-- What you should do --
Reproduce the listing word for word. Skip any image.

____________________

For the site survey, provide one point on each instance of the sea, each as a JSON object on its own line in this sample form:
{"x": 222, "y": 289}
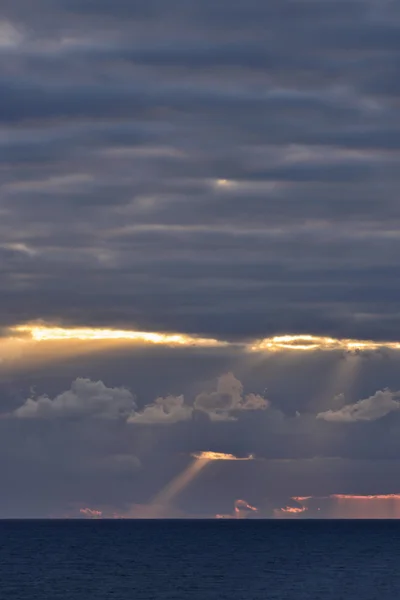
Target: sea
{"x": 199, "y": 559}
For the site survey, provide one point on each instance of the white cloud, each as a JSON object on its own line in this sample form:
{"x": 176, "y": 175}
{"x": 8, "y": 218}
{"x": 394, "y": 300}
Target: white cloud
{"x": 373, "y": 408}
{"x": 219, "y": 405}
{"x": 86, "y": 398}
{"x": 228, "y": 398}
{"x": 163, "y": 411}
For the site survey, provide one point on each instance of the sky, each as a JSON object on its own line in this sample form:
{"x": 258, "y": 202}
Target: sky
{"x": 199, "y": 242}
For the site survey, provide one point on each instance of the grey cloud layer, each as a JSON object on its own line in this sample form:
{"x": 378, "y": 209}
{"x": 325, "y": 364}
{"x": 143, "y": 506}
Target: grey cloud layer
{"x": 117, "y": 119}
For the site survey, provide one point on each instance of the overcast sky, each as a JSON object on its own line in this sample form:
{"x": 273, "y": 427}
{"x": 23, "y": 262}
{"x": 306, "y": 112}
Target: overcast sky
{"x": 227, "y": 169}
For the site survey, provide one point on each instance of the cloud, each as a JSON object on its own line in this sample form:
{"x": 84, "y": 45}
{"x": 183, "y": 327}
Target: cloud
{"x": 85, "y": 399}
{"x": 198, "y": 93}
{"x": 228, "y": 398}
{"x": 373, "y": 408}
{"x": 163, "y": 411}
{"x": 221, "y": 405}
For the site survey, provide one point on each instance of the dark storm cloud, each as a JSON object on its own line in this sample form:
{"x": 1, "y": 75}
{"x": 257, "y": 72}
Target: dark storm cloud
{"x": 118, "y": 118}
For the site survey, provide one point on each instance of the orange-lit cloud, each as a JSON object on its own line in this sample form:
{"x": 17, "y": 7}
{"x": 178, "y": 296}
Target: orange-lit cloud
{"x": 289, "y": 511}
{"x": 40, "y": 333}
{"x": 353, "y": 506}
{"x": 241, "y": 509}
{"x": 281, "y": 343}
{"x": 219, "y": 456}
{"x": 314, "y": 342}
{"x": 91, "y": 513}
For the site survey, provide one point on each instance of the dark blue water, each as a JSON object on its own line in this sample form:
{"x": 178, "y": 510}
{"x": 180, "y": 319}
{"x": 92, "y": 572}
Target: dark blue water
{"x": 203, "y": 560}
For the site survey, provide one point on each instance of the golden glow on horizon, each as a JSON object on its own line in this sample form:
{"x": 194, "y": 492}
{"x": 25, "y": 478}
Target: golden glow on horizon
{"x": 40, "y": 333}
{"x": 289, "y": 511}
{"x": 219, "y": 456}
{"x": 354, "y": 506}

____________________

-- Exercise solution --
For the site survey, provide one point on each instance of the sea, each as a JSON object on its own line in this sample form:
{"x": 222, "y": 289}
Target: sea
{"x": 199, "y": 559}
For the site survey, provide one point on each instance of the white cloud, each as a JSON object on its own line in this sample form:
{"x": 176, "y": 175}
{"x": 8, "y": 218}
{"x": 394, "y": 300}
Target: white cloud
{"x": 373, "y": 408}
{"x": 219, "y": 405}
{"x": 86, "y": 398}
{"x": 228, "y": 398}
{"x": 163, "y": 411}
For the site survey, provide one point on each instance of the sky, each as a JSON object on its own line in this sample form:
{"x": 258, "y": 202}
Target: sky
{"x": 199, "y": 242}
For the site survey, provide one point on each instance of the grey cloud layer, each as a JSON object on its own line in this sample form:
{"x": 378, "y": 209}
{"x": 325, "y": 364}
{"x": 143, "y": 506}
Target: grey cloud layer
{"x": 117, "y": 119}
For the site survey, provide one point on each instance of the overcast sky, each as a JSON object on its own line in this sample form:
{"x": 273, "y": 427}
{"x": 23, "y": 262}
{"x": 306, "y": 112}
Target: overcast sky
{"x": 227, "y": 169}
For the site survey, provide one point on each instance of the cloud, each as a JSON object on its own line in this sample form:
{"x": 84, "y": 45}
{"x": 183, "y": 327}
Target: cloud
{"x": 85, "y": 399}
{"x": 198, "y": 93}
{"x": 228, "y": 398}
{"x": 373, "y": 408}
{"x": 163, "y": 411}
{"x": 221, "y": 405}
For the site survey, provide one point on each instance of the dark storm cloud, each as a JSON object on its own line in this sample form:
{"x": 1, "y": 75}
{"x": 257, "y": 72}
Target: dark storm cloud
{"x": 118, "y": 118}
For the site survey, provide one point on each instance of the orange-lit cloud, each as a JSON object on its own line in this sample form:
{"x": 17, "y": 7}
{"x": 178, "y": 296}
Target: orange-lit cloud
{"x": 289, "y": 511}
{"x": 40, "y": 333}
{"x": 353, "y": 506}
{"x": 241, "y": 509}
{"x": 281, "y": 343}
{"x": 219, "y": 456}
{"x": 314, "y": 342}
{"x": 91, "y": 513}
For the site survey, provide one point on each instance of the dark blue water, each as a JSON object on its own line in this sample form:
{"x": 178, "y": 510}
{"x": 180, "y": 319}
{"x": 92, "y": 572}
Target: dark blue water
{"x": 203, "y": 560}
For the site survey, provide one point on each instance of the golden glow on horizon, each as a JSON object on its own line in this sample form:
{"x": 194, "y": 492}
{"x": 25, "y": 478}
Target: golden glow on horizon
{"x": 40, "y": 333}
{"x": 289, "y": 511}
{"x": 219, "y": 456}
{"x": 354, "y": 506}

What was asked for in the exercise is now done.